What is expected
Convert the lines from the one containing "Indicate the hgss" through the one containing "Indicate the black bumper", inclusive, into a JSON list of strings with one string per line and no blank lines.

Exercise data
• • • •
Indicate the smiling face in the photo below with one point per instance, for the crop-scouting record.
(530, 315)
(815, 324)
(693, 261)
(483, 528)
• • • •
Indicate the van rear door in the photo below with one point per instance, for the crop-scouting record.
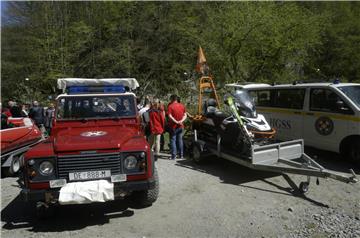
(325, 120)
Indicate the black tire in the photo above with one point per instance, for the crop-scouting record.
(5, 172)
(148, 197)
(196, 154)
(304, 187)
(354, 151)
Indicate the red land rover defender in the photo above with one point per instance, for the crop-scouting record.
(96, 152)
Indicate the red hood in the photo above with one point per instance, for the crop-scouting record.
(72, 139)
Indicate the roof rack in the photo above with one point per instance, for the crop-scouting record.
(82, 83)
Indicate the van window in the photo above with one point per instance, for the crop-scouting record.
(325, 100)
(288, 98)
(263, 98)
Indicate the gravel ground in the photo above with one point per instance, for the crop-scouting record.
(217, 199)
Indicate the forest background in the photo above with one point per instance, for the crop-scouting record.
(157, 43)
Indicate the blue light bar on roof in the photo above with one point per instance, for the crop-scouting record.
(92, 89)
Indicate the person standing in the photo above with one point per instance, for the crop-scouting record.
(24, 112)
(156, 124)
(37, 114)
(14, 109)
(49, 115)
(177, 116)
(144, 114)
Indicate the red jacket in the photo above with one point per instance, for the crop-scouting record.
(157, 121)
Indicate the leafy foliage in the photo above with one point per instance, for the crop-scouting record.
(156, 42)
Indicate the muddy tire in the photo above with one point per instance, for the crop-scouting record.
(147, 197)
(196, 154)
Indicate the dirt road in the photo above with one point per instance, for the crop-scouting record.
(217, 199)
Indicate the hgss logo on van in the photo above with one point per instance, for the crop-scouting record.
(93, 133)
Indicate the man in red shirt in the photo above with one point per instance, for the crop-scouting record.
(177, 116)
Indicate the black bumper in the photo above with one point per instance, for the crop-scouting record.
• • • •
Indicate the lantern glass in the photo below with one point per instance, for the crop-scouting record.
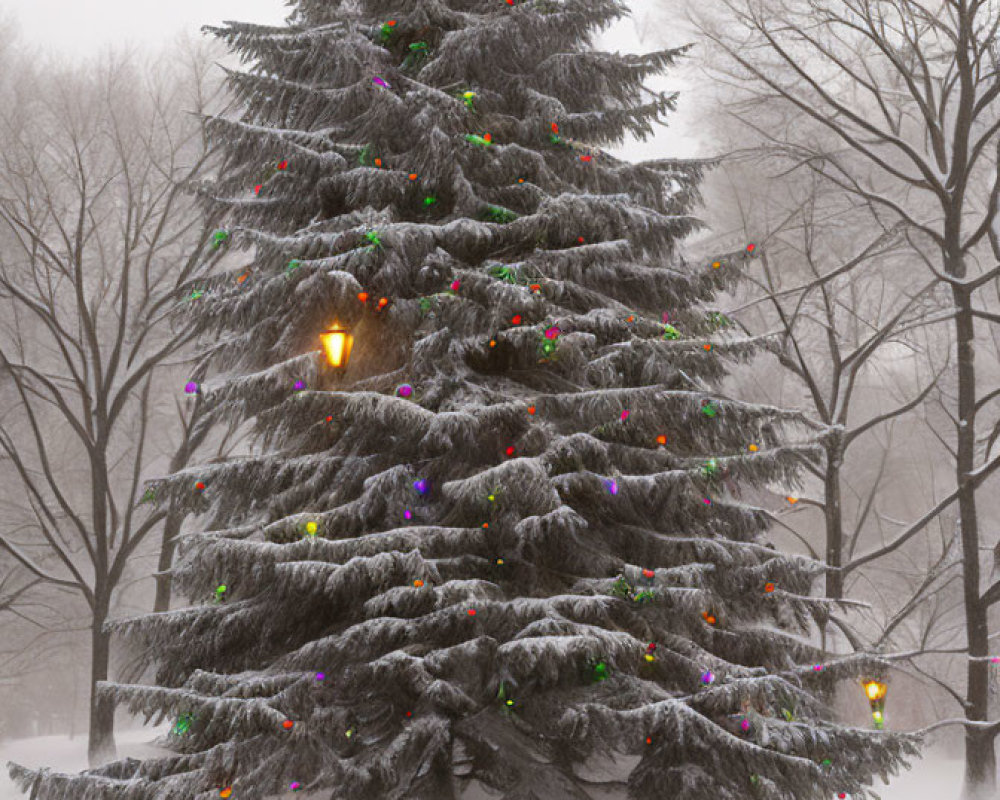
• • • •
Response below
[
  "Indicate the hgss logo on van in the photo above with one point per instance, for the crop-scouting record.",
  "(93, 133)",
  "Indicate the man in red shirt in the photo above with one point per instance, for the crop-scouting record.",
  "(177, 116)",
  "Indicate the black bumper in the photo above with one point per instance, for the crop-scouting record."
]